• _WHAT TO WORK ON_:
A. Answer these questions about the article on a teacher's phone-notification experiment:
(i) What did the teacher ask the students in her fourth-period class to do?
(ii) From where did Katie Rosman screencap the image?
(iii) What reason does the article give for assuming the students are in junior high or high school?
B. Continue the article on a teacher's phone-notification experiment from the point where it stops.

We are raising a generation of constantly distracted chatbots and an experiment by one beleaguered teacher illustrates this in a most upsetting fashion.

A teacher in an unnamed locale teaching children of an unknown age asked all the kids in her fourth-period class to turn up the notifications on their phones and to tell her what app or source each one came from as they came in. The piece of paper she documented this one is a truly staggering illustration of what American teens and tweens are dealing with in contemporary life, and it's a wonder they're coping as well as they apparently are — i.e. they're not all in straight-jackets muttering gibberish 24-7.

New York Times reporter Katie Rosman screencapped the image from her Facebook feed, and she does not yet know any details or data points. For instance: How many kids does this represent, how long is a class period, and what grade are they in? One can assume, because Instagram and Snapchat require users to be over 13, that this is either junior high or high school.

• _MATERIAL PROVIDED_:
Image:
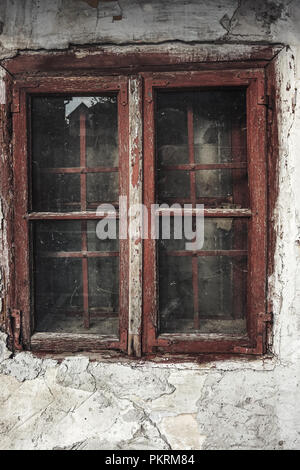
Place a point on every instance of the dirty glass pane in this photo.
(219, 233)
(221, 184)
(104, 293)
(71, 133)
(56, 192)
(222, 284)
(203, 293)
(171, 128)
(217, 117)
(201, 127)
(63, 273)
(54, 236)
(102, 187)
(109, 244)
(173, 185)
(58, 294)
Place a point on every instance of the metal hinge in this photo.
(14, 329)
(124, 94)
(264, 100)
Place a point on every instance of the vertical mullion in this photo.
(135, 219)
(83, 176)
(190, 117)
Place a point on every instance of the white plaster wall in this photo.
(80, 404)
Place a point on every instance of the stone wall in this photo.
(81, 403)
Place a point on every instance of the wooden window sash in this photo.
(23, 249)
(132, 318)
(254, 342)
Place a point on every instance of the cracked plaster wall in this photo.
(80, 404)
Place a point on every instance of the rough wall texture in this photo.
(79, 404)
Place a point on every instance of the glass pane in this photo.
(201, 127)
(109, 244)
(219, 119)
(219, 233)
(173, 185)
(70, 134)
(104, 293)
(53, 236)
(176, 311)
(171, 128)
(102, 187)
(222, 282)
(203, 291)
(65, 272)
(58, 299)
(222, 184)
(56, 192)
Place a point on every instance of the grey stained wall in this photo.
(101, 404)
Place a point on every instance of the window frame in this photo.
(138, 323)
(23, 282)
(255, 343)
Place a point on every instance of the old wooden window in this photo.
(157, 138)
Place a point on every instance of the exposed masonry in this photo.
(79, 403)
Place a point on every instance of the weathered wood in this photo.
(135, 216)
(143, 57)
(62, 342)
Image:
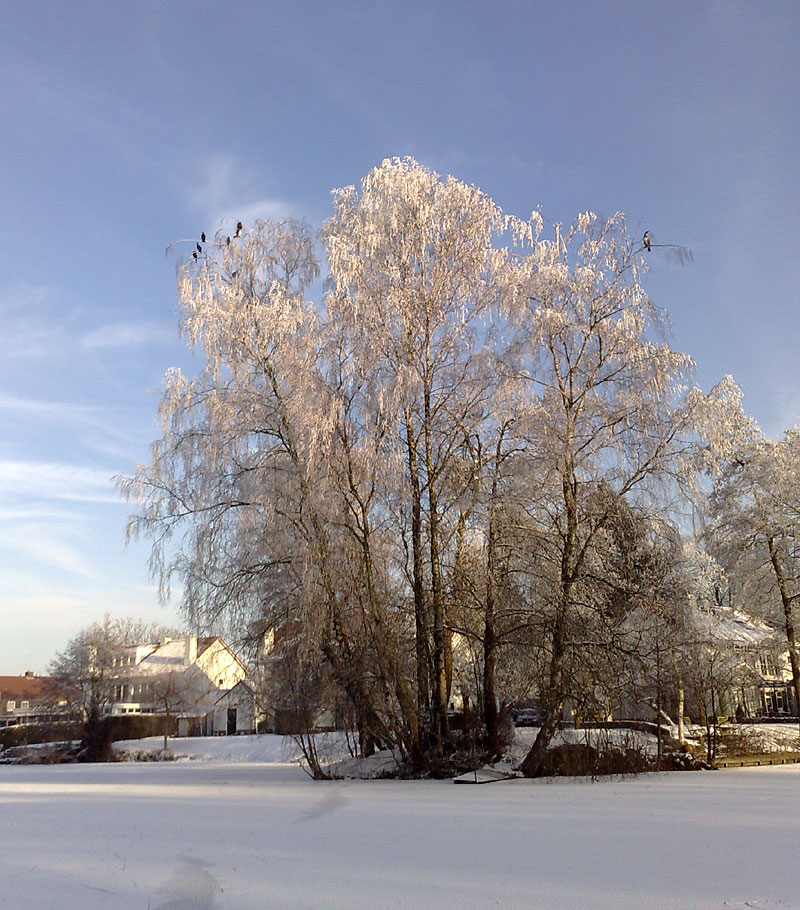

• _YOUR RESPONSES_:
A.
(i) She asked them to turn up the notifications on their phones and tell her which app or source each notification came from as it arrived.
(ii) From her Facebook feed.
(iii) Instagram and Snapchat require users to be over 13.

B.
But the story's already gone viral, prompting Android co-founder Rich Miner to tweet in response, "I worry about the smart-phone centric interrupt driven world I helped created and how it is going to impact people who grew up thinking this is just how things are."

And all this texting and calling isn't all the kids' fault!! One teacher replied to Rosman's tweet saying, "Parents have face timed their kids in the middle of my class. And you'd be surprised how many don't see that as an issue. As a high school teacher, this is insanely accurate."